> PAGE EXCERPT:
==================================================

Even with that happening, this anxiety feeling and the symptoms came well before that happened, and are persisting well after his death. I know my body, and I have NEVER felt like this before. The unbearable sadness just stacked on top of this, and its too much.

Are there any PHYSICAL or Neurological explanations for what was and is happening to me? Temperal lobe seizures do give very similar symptoms... but all the time? Could I be withdrawing from xanax starting 2 months after my last dose? even a small dose? Or was it something to do with the sugar I ate and then getting the flu? I try to live my life as if it's not happening, thinking "hey, maybe this is in my head, just anxiety I can conquer" but it NEVER leaves... and it is there without provoking it with any thoughts whatsoever. I am suffering. I can't go out with my friends, go to the movies, go to my girlfriends house, as I this constant anxious feeling is debilitating.

I have a Nuerologist appointment next week to rule some things out, and psychologist in about 3 weeks if that doesnt help. I would LOVE anyone that could give me insight for now. Life is so hard right now... And I can't deal with my problems like this. I lack the strength some people have, and won't be able to live like this for long.

==================================================

> PARTS OF THE EXERCISE:
[A] Return the passage from the post about persistent anxiety, starting at "Are there any" and ending at "feeling is debilitating.".
[B] Carry on the post about persistent anxiety symptoms from its final sentence.

==================================================

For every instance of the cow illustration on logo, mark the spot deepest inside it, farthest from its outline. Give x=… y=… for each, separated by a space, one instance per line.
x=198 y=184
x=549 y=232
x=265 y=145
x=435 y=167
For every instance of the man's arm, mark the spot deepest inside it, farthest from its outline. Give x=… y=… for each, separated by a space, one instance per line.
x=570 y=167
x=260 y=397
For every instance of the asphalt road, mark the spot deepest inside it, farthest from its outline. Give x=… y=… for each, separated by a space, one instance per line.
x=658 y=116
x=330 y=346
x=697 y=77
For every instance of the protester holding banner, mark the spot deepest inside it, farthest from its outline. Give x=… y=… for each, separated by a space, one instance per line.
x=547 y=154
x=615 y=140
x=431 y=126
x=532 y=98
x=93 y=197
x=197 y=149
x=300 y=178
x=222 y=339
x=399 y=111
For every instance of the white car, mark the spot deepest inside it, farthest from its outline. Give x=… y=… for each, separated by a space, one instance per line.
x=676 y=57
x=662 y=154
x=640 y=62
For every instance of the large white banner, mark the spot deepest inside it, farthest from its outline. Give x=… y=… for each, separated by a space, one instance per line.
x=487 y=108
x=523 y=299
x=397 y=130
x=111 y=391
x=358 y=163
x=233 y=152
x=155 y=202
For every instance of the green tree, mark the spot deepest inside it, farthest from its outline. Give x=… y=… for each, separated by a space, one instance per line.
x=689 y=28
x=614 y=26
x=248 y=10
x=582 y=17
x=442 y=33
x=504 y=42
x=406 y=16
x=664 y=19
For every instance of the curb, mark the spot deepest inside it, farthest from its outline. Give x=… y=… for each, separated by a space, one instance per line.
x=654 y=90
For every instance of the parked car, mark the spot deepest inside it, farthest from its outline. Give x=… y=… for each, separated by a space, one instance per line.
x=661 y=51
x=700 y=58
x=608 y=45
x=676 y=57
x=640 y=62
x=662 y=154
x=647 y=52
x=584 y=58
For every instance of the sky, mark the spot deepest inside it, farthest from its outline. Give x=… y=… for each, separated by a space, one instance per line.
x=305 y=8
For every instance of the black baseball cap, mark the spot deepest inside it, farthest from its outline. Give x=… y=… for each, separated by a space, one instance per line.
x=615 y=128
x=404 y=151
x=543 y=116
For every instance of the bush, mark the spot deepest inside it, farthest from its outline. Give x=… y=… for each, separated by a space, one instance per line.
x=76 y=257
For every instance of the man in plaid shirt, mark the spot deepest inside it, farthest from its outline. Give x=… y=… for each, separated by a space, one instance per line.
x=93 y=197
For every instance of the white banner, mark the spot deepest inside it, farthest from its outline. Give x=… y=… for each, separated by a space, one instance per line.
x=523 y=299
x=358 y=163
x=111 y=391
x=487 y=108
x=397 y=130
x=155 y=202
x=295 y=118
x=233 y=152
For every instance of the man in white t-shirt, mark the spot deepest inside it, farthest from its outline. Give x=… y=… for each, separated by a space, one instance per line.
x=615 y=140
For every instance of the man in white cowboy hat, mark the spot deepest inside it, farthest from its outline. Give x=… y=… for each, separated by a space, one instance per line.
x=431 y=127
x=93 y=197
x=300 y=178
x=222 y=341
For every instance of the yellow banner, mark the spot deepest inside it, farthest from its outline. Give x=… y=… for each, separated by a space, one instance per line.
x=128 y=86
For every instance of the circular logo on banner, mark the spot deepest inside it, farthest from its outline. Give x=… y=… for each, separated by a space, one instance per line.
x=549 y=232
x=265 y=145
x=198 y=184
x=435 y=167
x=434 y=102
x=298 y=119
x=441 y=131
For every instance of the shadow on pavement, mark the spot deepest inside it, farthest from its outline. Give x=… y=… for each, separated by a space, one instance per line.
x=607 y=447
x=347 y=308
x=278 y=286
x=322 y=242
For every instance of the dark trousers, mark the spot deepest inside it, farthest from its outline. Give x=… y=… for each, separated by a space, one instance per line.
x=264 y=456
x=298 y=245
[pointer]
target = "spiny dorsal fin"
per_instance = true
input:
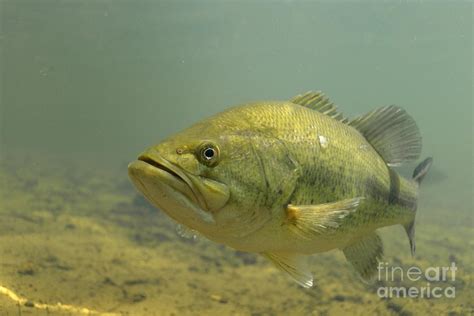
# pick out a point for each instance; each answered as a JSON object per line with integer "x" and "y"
{"x": 392, "y": 132}
{"x": 316, "y": 100}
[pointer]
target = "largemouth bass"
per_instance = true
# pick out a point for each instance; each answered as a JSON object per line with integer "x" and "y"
{"x": 287, "y": 179}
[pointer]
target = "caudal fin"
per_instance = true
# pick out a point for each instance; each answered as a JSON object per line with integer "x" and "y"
{"x": 418, "y": 175}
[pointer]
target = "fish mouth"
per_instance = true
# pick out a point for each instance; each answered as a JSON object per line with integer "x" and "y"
{"x": 174, "y": 177}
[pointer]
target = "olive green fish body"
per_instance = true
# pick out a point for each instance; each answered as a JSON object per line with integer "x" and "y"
{"x": 286, "y": 179}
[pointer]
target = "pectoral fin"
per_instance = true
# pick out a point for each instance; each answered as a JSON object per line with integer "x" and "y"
{"x": 308, "y": 221}
{"x": 293, "y": 264}
{"x": 364, "y": 255}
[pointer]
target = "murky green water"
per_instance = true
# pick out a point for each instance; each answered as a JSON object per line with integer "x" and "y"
{"x": 87, "y": 85}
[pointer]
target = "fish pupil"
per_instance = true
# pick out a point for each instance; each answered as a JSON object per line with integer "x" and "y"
{"x": 209, "y": 153}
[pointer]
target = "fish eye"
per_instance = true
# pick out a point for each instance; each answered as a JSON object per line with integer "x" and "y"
{"x": 209, "y": 154}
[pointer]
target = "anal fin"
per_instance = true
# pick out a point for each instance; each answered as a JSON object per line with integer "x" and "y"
{"x": 364, "y": 254}
{"x": 294, "y": 265}
{"x": 410, "y": 229}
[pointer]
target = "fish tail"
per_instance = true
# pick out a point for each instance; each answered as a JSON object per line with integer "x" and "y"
{"x": 418, "y": 175}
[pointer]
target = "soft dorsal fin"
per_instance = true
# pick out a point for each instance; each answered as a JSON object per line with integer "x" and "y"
{"x": 392, "y": 132}
{"x": 316, "y": 100}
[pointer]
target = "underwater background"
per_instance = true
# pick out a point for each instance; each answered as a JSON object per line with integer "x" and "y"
{"x": 86, "y": 86}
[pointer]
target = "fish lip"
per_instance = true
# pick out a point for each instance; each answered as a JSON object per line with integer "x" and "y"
{"x": 162, "y": 164}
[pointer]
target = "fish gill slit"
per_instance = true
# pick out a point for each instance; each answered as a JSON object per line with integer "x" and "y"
{"x": 263, "y": 172}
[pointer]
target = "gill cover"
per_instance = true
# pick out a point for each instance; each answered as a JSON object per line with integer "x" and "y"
{"x": 214, "y": 194}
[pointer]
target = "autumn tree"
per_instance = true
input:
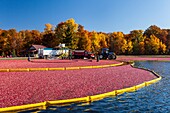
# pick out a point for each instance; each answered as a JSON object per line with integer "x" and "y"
{"x": 137, "y": 39}
{"x": 119, "y": 42}
{"x": 84, "y": 41}
{"x": 154, "y": 45}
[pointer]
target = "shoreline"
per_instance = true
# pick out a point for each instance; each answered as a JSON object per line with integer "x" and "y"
{"x": 113, "y": 76}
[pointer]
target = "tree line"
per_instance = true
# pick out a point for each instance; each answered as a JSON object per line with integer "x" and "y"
{"x": 152, "y": 41}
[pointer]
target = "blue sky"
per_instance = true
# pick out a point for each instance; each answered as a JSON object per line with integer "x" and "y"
{"x": 98, "y": 15}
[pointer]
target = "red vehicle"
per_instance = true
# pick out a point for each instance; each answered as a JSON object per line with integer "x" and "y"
{"x": 77, "y": 54}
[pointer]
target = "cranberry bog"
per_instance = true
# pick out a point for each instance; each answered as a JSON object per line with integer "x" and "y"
{"x": 22, "y": 88}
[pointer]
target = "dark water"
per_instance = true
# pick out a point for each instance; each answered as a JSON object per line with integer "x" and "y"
{"x": 152, "y": 99}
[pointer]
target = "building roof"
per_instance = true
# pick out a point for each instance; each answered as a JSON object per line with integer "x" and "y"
{"x": 36, "y": 47}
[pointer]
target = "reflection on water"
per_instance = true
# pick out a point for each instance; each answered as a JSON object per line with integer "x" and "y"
{"x": 151, "y": 99}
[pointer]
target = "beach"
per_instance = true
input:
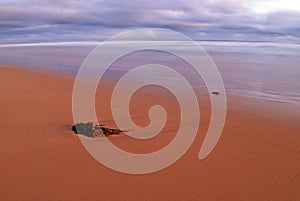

==================================================

> RESPONSES IN ORDER:
[A]
Are there any PHYSICAL or Neurological explanations for what was and is happening to me? Temperal lobe seizures do give very similar symptoms... but all the time? Could I be withdrawing from xanax starting 2 months after my last dose? even a small dose? Or was it something to do with the sugar I ate and then getting the flu? I try to live my life as if it's not happening, thinking "hey, maybe this is in my head, just anxiety I can conquer" but it NEVER leaves... and it is there without provoking it with any thoughts whatsoever. I am suffering. I can't go out with my friends, go to the movies, go to my girlfriends house, as I this constant anxious feeling is debilitating.

[B]
Daisy Sue
25-09-13, 08:37
Hi Storch, so so sorry to hear of your loss - losing someone we love is the hardest thing to accept in life, no matter how long they've been in your life, and it's going to take time for you to adjust mentally and emotionally to what's happened. People say time is a great healer - I'm not sure time 'heals', to me it just enables us to have the news sink in that they're not here any more. You will always miss him, it will always hurt, but eventually the initial shock and trauma changes into a sad but happy feeling too, that you had him in your life, and you can recall nice times you had with him which will comfort you.

With all the things that your mind & body has been through, it's hardly surprising that you're feeling all these consequential symptoms, so don't be too scared by it all. I think you do need some help though, try and get a referral from your GP for some counselling, maybe CBT, and also some bereavement counselling.

And be kind to yourself - look after yourself physically, and maybe do some relaxation/meditation - you've been through a lot, it'll take a while to feel back in control again.

xvolatileheart
25-09-13, 22:32
I completely understand what you're going through. I feel like there was no reason for my symptoms to come on, out of nowhere, and the only thing that makes me feel really anxious is these awful symptoms. I was perfectly normal before and now these sensations have completely taken over my life. Oddly enough, after a funny feeling today, I was also reading about temporal lobe seizures and am absolutely convinced that's what I'm having (but I've been convinced I have multiple other things, too, so who knows...)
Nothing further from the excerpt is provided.